In the records below, locate the line containing "For the evaluation set, tag each instance of the wheel", then output that line and all later lines exactly, through the last one.

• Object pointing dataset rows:

══════════════════════════════

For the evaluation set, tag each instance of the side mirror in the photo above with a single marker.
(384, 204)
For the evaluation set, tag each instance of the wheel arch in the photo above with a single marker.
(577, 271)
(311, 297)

══════════════════════════════

• Finished exercise:
For the evaluation set, tag each instance of the wheel arch in the photo above with a single marker.
(577, 271)
(311, 297)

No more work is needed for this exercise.